Rewrite the entries below as a Markdown table with two columns, Row and Entry line, giving each line its own numbered row and skipping blank lines. Leave the pictures out of the table.

---------- INFORMATION GIVEN

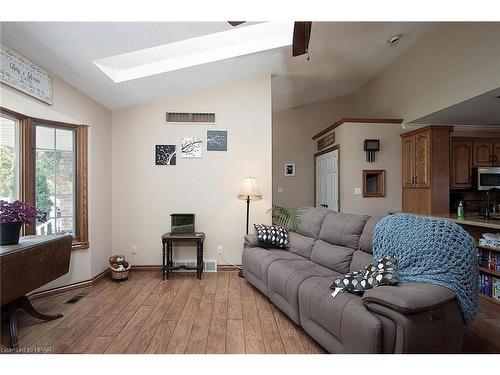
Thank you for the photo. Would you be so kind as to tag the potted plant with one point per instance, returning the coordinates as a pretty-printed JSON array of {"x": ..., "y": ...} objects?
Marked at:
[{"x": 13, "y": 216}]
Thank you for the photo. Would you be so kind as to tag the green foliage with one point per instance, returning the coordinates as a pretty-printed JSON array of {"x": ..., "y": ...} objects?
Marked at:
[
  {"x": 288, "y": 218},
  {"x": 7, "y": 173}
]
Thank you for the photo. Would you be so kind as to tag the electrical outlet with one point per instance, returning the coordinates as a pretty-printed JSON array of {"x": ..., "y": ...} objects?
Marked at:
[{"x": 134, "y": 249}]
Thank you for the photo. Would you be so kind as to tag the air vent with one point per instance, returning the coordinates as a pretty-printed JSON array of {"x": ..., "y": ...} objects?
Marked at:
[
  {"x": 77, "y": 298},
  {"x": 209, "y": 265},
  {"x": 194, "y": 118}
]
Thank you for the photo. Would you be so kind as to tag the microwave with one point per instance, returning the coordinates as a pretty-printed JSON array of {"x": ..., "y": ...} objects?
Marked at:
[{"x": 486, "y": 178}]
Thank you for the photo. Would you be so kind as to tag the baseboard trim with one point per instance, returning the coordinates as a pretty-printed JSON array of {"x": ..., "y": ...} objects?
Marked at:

--------------------

THE REPLY:
| Row | Entry line |
|---|---|
| 1 | Thank you for the photo. Would you be so kind as to tag the potted plant with one point per instance, returning the coordinates as a pretty-printed JSON array of {"x": ..., "y": ...} objects? |
| 2 | Marked at: |
| 3 | [{"x": 13, "y": 216}] |
| 4 | Thank you for the photo. Would you be so kind as to tag the green foliage with one point per instance, returning the coordinates as a pretty-printed JSON array of {"x": ..., "y": ...} objects? |
| 5 | Marked at: |
| 6 | [ |
| 7 |   {"x": 288, "y": 218}, |
| 8 |   {"x": 7, "y": 173} |
| 9 | ] |
| 10 | Thank you for the photo. Would you be so kind as to tag the electrical outlet with one point per instance, returning the coordinates as a pretty-printed JSON array of {"x": ..., "y": ...} objects? |
| 11 | Marked at: |
| 12 | [{"x": 134, "y": 249}] |
| 13 | Thank you for the photo. Would you be so kind as to tag the air vent with one point per instance, returning the coordinates as a pretty-printed JSON array of {"x": ..., "y": ...} objects? |
| 14 | Marked at: |
| 15 | [ |
| 16 |   {"x": 77, "y": 298}, |
| 17 |   {"x": 209, "y": 265}, |
| 18 |   {"x": 194, "y": 118} |
| 19 | ] |
| 20 | Thank you for the photo. Would you be so kind as to tag the microwave with one point per instance, returning the coordinates as a pretty-printed JSON array of {"x": ..., "y": ...} objects? |
| 21 | Marked at: |
| 22 | [{"x": 486, "y": 178}] |
| 23 | Thank you for the photo. Would you be so kind as to tag the baseboard trim with one point per instance, returning the coordinates as a pretty-printed JSON array of {"x": ..., "y": ...} objects? |
| 24 | Marked at: |